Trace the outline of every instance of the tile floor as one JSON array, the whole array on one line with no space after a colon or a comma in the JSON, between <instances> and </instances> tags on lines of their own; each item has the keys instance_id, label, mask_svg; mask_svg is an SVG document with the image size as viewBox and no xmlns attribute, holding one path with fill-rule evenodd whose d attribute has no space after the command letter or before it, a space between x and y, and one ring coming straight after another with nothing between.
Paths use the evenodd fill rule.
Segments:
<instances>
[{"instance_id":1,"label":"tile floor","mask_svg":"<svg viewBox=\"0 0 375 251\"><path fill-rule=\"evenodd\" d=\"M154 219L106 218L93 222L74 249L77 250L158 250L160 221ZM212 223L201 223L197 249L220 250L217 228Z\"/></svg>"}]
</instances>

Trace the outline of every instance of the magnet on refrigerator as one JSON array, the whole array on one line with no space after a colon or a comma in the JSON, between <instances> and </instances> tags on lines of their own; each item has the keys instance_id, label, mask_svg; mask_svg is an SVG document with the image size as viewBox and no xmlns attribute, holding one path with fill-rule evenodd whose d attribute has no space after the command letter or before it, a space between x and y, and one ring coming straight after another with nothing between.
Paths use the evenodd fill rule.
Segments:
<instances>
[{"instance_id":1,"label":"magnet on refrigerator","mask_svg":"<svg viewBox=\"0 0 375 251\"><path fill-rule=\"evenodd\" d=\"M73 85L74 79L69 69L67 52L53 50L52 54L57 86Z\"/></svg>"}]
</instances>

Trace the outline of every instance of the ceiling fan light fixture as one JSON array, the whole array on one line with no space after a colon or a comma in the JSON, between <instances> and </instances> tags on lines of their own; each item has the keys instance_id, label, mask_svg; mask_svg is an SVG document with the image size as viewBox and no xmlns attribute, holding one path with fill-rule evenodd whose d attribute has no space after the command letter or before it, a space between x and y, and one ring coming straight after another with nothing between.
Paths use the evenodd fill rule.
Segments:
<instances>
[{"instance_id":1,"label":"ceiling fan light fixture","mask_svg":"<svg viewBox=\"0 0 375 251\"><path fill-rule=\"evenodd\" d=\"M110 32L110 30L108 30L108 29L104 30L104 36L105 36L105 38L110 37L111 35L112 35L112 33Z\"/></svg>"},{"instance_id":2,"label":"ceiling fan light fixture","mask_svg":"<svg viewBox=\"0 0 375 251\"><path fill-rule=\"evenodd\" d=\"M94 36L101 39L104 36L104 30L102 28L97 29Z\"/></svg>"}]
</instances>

**What you have to do**
Could you restate the listing above word for word, leaving nothing out?

**Response**
Trace the outline of every instance of the tile floor as one JSON array, the whole array on one line with no space after a colon or a comma in the JSON, between <instances> and </instances> tags on lines of their own; each item has the keys instance_id, label, mask_svg; mask_svg is an SVG document with the image size as viewBox and no xmlns attribute, holding one path with fill-rule evenodd whose d attribute has no space after the command letter or before it, a space between x and y, and one ring coming straight after another with nothing between.
Paths use the evenodd fill rule.
Segments:
<instances>
[{"instance_id":1,"label":"tile floor","mask_svg":"<svg viewBox=\"0 0 375 251\"><path fill-rule=\"evenodd\" d=\"M154 219L106 218L93 222L74 249L77 250L158 250L160 221ZM212 223L201 223L197 249L220 250L217 228Z\"/></svg>"}]
</instances>

Trace the outline of every instance of the magnet on refrigerator as one JSON array, the whole array on one line with no space after a colon or a comma in the JSON, between <instances> and </instances> tags on lines of their own; each item has the keys instance_id, label, mask_svg; mask_svg is an SVG document with the image size as viewBox and no xmlns attribute, holding one path with fill-rule evenodd whose d attribute has no space after the command letter or before it, a space between x and y, and one ring coming straight after another with nothing between.
Paths use the evenodd fill rule.
Segments:
<instances>
[{"instance_id":1,"label":"magnet on refrigerator","mask_svg":"<svg viewBox=\"0 0 375 251\"><path fill-rule=\"evenodd\" d=\"M73 85L74 79L69 69L67 52L53 50L52 54L57 86Z\"/></svg>"}]
</instances>

Trace the outline of every instance of the ceiling fan light fixture as one JSON array, the whole array on one line with no space after a colon or a comma in the JSON, between <instances> and </instances> tags on lines of their own; each item has the keys instance_id, label, mask_svg; mask_svg is an SVG document with the image size as viewBox and no xmlns attribute, holding one path with fill-rule evenodd whose d attribute has no space after the command letter or before it, a space between x and y, and one ring coming straight after another with nothing between.
Paths use the evenodd fill rule.
Segments:
<instances>
[{"instance_id":1,"label":"ceiling fan light fixture","mask_svg":"<svg viewBox=\"0 0 375 251\"><path fill-rule=\"evenodd\" d=\"M110 32L110 30L108 30L108 29L104 30L104 36L105 36L105 38L110 37L111 35L112 35L112 33Z\"/></svg>"},{"instance_id":2,"label":"ceiling fan light fixture","mask_svg":"<svg viewBox=\"0 0 375 251\"><path fill-rule=\"evenodd\" d=\"M94 36L101 39L104 36L104 30L102 28L97 29Z\"/></svg>"}]
</instances>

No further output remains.